● EXERCISE DETAILS: In every record below, switch "Exercise" to "Task" and keep the rest of each line the same. Leave the pictures out of what you return.

● ITEMS:
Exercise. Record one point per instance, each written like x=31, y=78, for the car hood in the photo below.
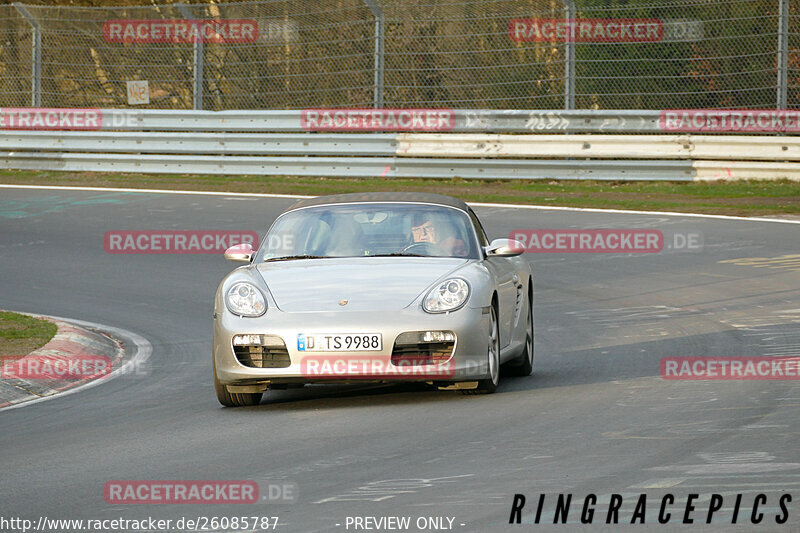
x=367, y=283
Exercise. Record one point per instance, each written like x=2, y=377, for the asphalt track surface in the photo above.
x=595, y=418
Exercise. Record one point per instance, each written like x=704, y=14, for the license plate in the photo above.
x=339, y=342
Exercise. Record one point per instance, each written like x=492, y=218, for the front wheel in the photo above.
x=234, y=399
x=489, y=385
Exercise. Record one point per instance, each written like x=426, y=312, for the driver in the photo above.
x=441, y=235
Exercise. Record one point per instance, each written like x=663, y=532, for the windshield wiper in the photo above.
x=398, y=254
x=291, y=257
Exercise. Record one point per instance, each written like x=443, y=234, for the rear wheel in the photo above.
x=234, y=399
x=489, y=385
x=523, y=365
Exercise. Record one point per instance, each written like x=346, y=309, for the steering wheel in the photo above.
x=429, y=247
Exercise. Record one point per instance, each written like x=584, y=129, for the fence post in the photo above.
x=783, y=53
x=377, y=12
x=569, y=57
x=36, y=55
x=197, y=61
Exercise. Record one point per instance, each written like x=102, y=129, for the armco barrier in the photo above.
x=224, y=142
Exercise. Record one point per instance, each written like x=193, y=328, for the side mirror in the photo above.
x=241, y=253
x=505, y=248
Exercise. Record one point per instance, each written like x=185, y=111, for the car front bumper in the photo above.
x=468, y=363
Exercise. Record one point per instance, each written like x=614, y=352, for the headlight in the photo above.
x=244, y=299
x=449, y=295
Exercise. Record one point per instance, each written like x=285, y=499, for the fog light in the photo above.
x=438, y=336
x=246, y=340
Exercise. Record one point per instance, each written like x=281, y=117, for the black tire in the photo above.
x=235, y=399
x=489, y=385
x=523, y=365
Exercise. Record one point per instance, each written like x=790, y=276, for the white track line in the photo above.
x=477, y=204
x=143, y=351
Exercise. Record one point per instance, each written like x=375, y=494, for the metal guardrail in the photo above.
x=385, y=167
x=224, y=142
x=474, y=145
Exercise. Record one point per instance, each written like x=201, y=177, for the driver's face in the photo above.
x=424, y=233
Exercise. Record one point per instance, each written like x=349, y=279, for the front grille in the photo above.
x=273, y=355
x=422, y=353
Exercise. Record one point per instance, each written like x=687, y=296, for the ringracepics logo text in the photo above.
x=175, y=242
x=645, y=509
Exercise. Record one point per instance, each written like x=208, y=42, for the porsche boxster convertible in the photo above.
x=376, y=287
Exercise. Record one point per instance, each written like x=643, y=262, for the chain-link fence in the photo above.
x=495, y=54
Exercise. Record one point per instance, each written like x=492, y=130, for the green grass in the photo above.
x=749, y=198
x=22, y=334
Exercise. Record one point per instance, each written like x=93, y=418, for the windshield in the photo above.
x=368, y=230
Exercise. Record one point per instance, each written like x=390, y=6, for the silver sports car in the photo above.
x=375, y=287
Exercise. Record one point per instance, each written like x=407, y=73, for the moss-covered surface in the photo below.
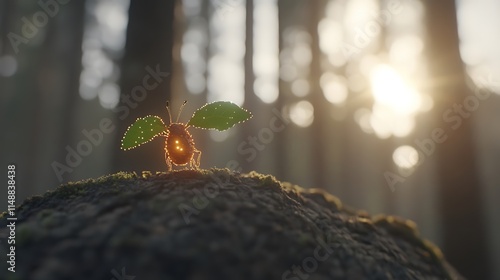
x=210, y=224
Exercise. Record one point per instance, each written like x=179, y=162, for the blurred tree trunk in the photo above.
x=250, y=98
x=460, y=192
x=323, y=124
x=148, y=51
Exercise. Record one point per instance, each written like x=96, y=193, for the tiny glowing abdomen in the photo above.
x=179, y=144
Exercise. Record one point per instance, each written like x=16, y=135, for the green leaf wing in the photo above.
x=142, y=131
x=219, y=115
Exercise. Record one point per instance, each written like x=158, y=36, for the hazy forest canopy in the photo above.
x=391, y=105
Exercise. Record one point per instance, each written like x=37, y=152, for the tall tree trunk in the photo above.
x=148, y=49
x=460, y=192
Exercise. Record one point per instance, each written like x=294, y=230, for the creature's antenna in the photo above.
x=169, y=115
x=180, y=110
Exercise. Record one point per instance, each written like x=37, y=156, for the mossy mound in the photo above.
x=210, y=224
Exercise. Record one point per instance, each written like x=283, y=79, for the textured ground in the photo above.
x=210, y=224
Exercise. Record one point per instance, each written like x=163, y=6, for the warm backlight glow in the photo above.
x=395, y=103
x=390, y=90
x=405, y=157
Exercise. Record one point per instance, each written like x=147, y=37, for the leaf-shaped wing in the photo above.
x=219, y=115
x=142, y=131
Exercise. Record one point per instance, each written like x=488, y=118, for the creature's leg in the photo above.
x=196, y=162
x=167, y=160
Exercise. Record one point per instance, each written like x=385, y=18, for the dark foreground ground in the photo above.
x=210, y=224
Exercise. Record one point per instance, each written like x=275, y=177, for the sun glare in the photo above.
x=395, y=103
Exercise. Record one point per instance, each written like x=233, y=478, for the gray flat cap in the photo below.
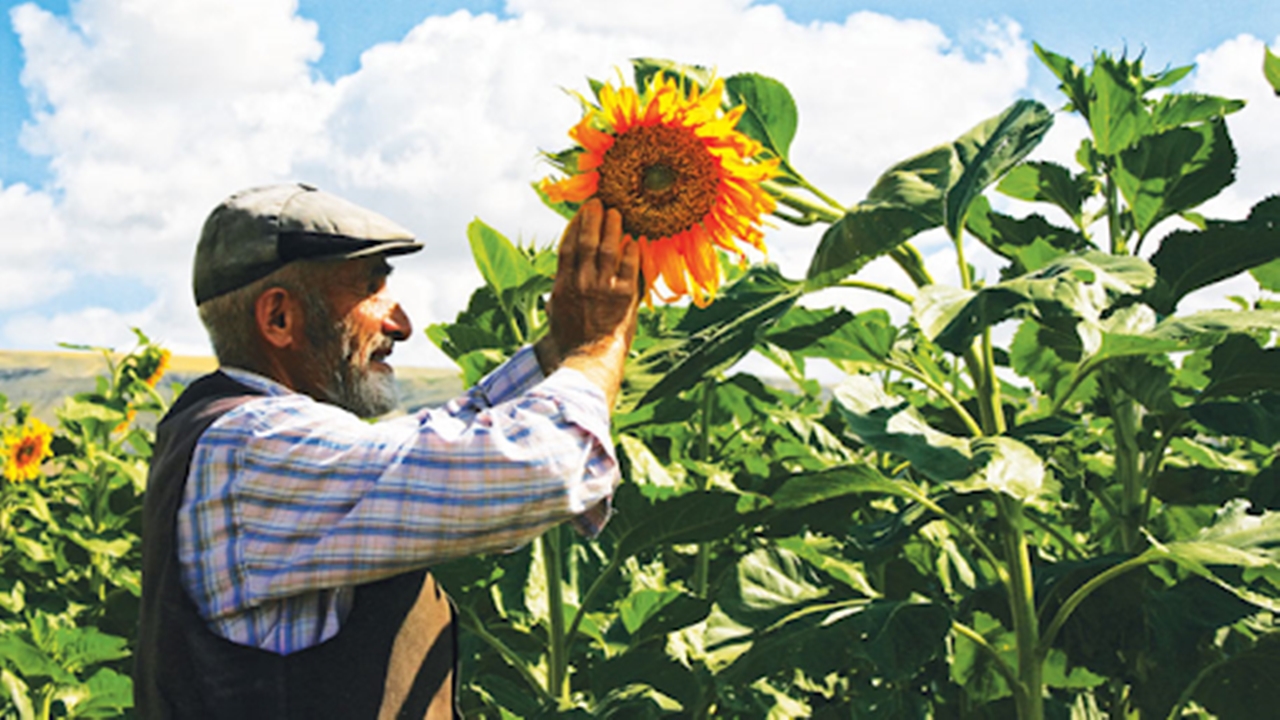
x=259, y=231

● CORRECT OUTPUT:
Task. Record one point per instance, each written like x=31, y=78, for the car hood in the photo below.
x=367, y=283
Task. Record one point per instance, each written like x=2, y=377, for the asphalt track surface in the photo above.
x=595, y=418
Task. Record one point per instance, each written like x=704, y=14, for the license plate in the photo above.
x=339, y=342
Task. Record one point per instance, each written like x=492, y=218, for the front wheel in the photo above.
x=234, y=399
x=489, y=385
Task. Record one point per instance, each written like x=426, y=312, for the driver in the photo above.
x=441, y=235
Task. Record one point per instance, each written like x=663, y=532, for the windshield wiper in the photo above.
x=398, y=254
x=291, y=257
Task. Record one point per instance, each written like x=443, y=234, for the rear wheel in the photo above.
x=234, y=399
x=489, y=385
x=523, y=365
Task. Record one point per instance, each written like x=346, y=309, for the steering wheel in the photo above.
x=429, y=247
Task. Record one point per instance, each written like x=584, y=129, for the fence post in the photo above.
x=783, y=53
x=377, y=12
x=569, y=57
x=36, y=55
x=197, y=61
Task. Record one point per instance, each written like x=102, y=129, for the armco barrier in the photo above.
x=224, y=142
Task. Record one point per instance, each written like x=193, y=328, for the side mirror in the photo above.
x=241, y=253
x=505, y=248
Task. Record one point per instance, each written like x=185, y=111, for the car front bumper in the photo above.
x=468, y=363
Task. Record one point per instance, each written like x=614, y=352, for the headlight in the photo above.
x=244, y=299
x=449, y=295
Task. Record one point per instance, each written like x=285, y=499, for the fog light in the photo above.
x=438, y=336
x=246, y=340
Task. Record one point per instance, each written like x=281, y=117, for the black tire in the photo above.
x=235, y=399
x=489, y=385
x=523, y=365
Task. Record one point per instance, each written like x=790, y=276, for the white track line in the photo above.
x=477, y=204
x=143, y=351
Task. Record one point per instance, each written like x=375, y=494, for the metal guardrail in the photo above.
x=385, y=167
x=224, y=142
x=474, y=145
Task. Record one point per instance, each written like x=201, y=177, for the driver's face in the photo above.
x=424, y=233
Task. Record one point per instance, each written like x=349, y=279, for the front grille in the photo above.
x=273, y=355
x=422, y=353
Task. Record one point per instance, each written like x=687, y=296, for the ringracepics logo text in the photo above.
x=175, y=242
x=645, y=509
Task. Record one point per instance, each written like x=208, y=42, for the porsche boxster convertible in the photo above.
x=376, y=287
Task. Record one point per instance, each written like x=643, y=262, for the chain-link fence in the photo above.
x=495, y=54
Task. Record one point per instance, each written like x=492, y=130, for the green grass in the photo above.
x=749, y=198
x=22, y=334
Task. Record one point per instance, each written like x=93, y=418, for the windshield in the photo above.
x=368, y=230
Task. Record one point per instance, each written like x=390, y=6, for the silver sports car in the photo above.
x=375, y=287
Task. Record one point per instance, each written like x=407, y=73, for the moss-covered surface in the photo below.
x=210, y=224
Task. Record one point per instance, each written like x=179, y=162, for the blurred tree trunk in the photo above.
x=250, y=98
x=460, y=192
x=323, y=124
x=148, y=51
Task. Record one point per instance, each written like x=96, y=193, for the tiny glowing abdomen in the photo above.
x=179, y=144
Task. Record one point per instance, each written like x=16, y=135, for the green leaf wing in the photo above.
x=142, y=131
x=219, y=115
Task. Record one point per instance, each written like x=158, y=36, for the hazy forest canopy in the photo above.
x=391, y=105
Task. Record one point per instance, each written like x=37, y=152, for the tall tree trunk in the photo above.
x=148, y=49
x=460, y=192
Task. Record one point per instance, each written like x=294, y=230, for the creature's antenna in the photo above.
x=169, y=115
x=180, y=110
Task. Record one point per instance, each written like x=37, y=156, for the mossy mound in the photo above.
x=210, y=224
Task. Record one point per instance, each written like x=283, y=79, for the textured ground in the photo above.
x=210, y=224
Task. Record one point per instance, each written like x=163, y=6, for the warm backlight glow in the photo above.
x=395, y=103
x=390, y=90
x=405, y=157
Task. Record one point per instance, each written like x=147, y=37, for the leaf-shaped wing in the photo above.
x=219, y=115
x=142, y=131
Task. Record one point per instance, each written like x=488, y=118, for the creature's leg in the photo above.
x=196, y=162
x=167, y=160
Task. Record one point per instance, each written like x=385, y=18, for the dark foreground ground in the photo above.
x=210, y=224
Task. Record one point per instance, each written like x=275, y=177, for the sun glare in the photo above.
x=395, y=103
Task. Record one point per instance, each written like x=233, y=478, for the gray flat cap in the photo below.
x=259, y=231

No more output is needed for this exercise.